## TASK STATEMENT
Give the listing again character for character, but drop the images.

## SUPPLIED RECORDS
··········
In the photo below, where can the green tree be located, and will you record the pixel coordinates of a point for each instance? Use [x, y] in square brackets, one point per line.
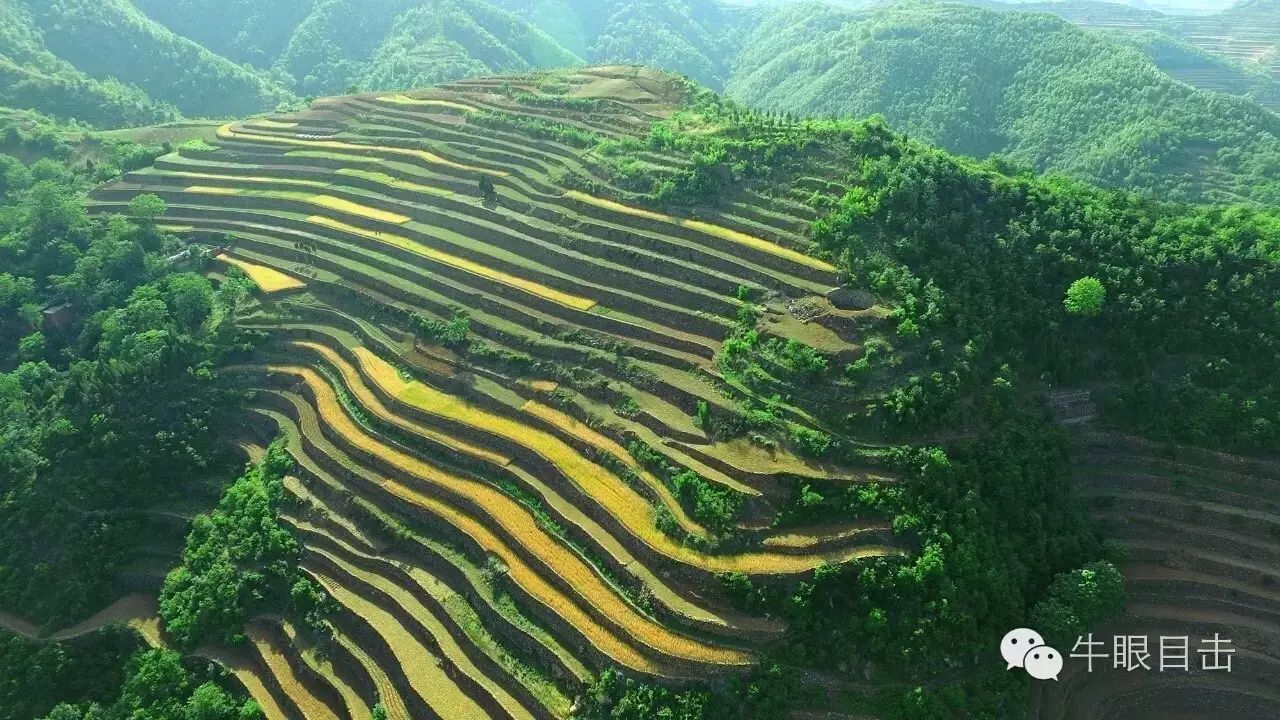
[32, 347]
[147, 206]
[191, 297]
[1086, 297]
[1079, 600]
··········
## YOUR RESPONSE
In the photo below, where can the green tree be located, and will you record the pixel coordinates of a point for each instance? Use [x, y] in square brackets, one point per line.
[32, 347]
[147, 206]
[191, 297]
[1086, 297]
[1079, 600]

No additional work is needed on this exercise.